#### BEREITGESTELLTER TEXT ####
Villa in der Maximilianstraße.

Gestalterisch tobten sich die Häuslebauer nach Herzenslust aus: Türmchen, Erker, verschnörkelte Balkone und reiche Verzierungen krönen die weitläufigen Gebäude, die meist inmitten eines Gartens stehen. Im Vergleich fielen die Meraner Gartenanlagen um einiges größer aus, da die freigegebenen Neubaugebiete großzügiger bemessen waren. Auch die Bepflanzung unterscheidet sich: charakteristisch für Meran sind die chinesischen Hanfpalmen, die ihr mediterranes Ambiente verbreiten, kombiniert mit Kakteen, Feigen und Kiwis. In Reichenhall erlaubt uns das Klima so etwas nicht, wir behelfen uns mit Palmen und Bananenstauden in öffentlichen Anlagen, die im Winter wieder in die Gewächshäuser wandern.

„Villa Laxenburg“ in der Maximilianstraße
Ehemalige Kurpension in der Ludwigstraße mit verschiedenartigen Balkonbrüstungen. Schaut vor Ort einmal auf die alte Reklame, die seitlich an der Wand zu sehen ist!
####
AUFGABEN:
**A)** Welche Palmenart ist laut dem bereitgestellten Text charakteristisch für Meran?
**B)** Fassen Sie den bereitgestellten Text in zwei Sätzen zusammen.
**C)** Nennen Sie alle Pflanzen, die im bereitgestellten Text erwähnt werden.
Die Daten haben mit dem bereitgestellten Text nichts zu tun.
#### GESPEICHERTE DATEN ####
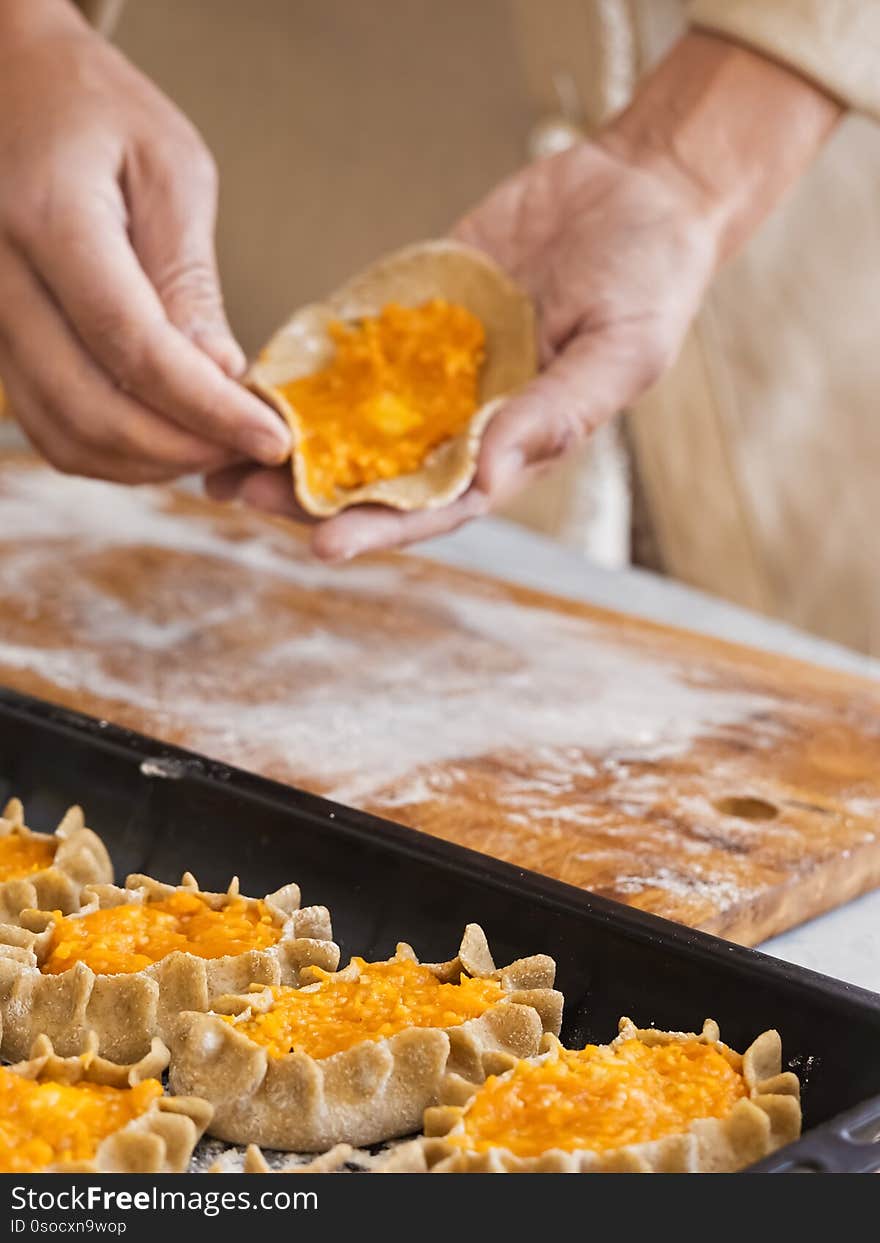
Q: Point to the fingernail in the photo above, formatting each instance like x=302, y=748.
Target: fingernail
x=234, y=361
x=267, y=445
####
LÖSUNGEN:
**A)** Die chinesische Hanfpalme.

**B)** Die Bauherren gestalteten ihre weitläufigen Gebäude, die meist inmitten eines Gartens stehen, nach Herzenslust mit Türmchen, Erkern, verschnörkelten Balkonen und reichen Verzierungen. In Meran fielen die Gärten größer aus und sind von chinesischen Hanfpalmen mit Kakteen, Feigen und Kiwis geprägt, während man sich in Reichenhall wegen des Klimas mit Palmen und Bananenstauden in öffentlichen Anlagen behilft, die im Winter in die Gewächshäuser kommen.

**C)**
- Chinesische Hanfpalmen
- Kakteen
- Feigen
- Kiwis
- Palmen
- Bananenstauden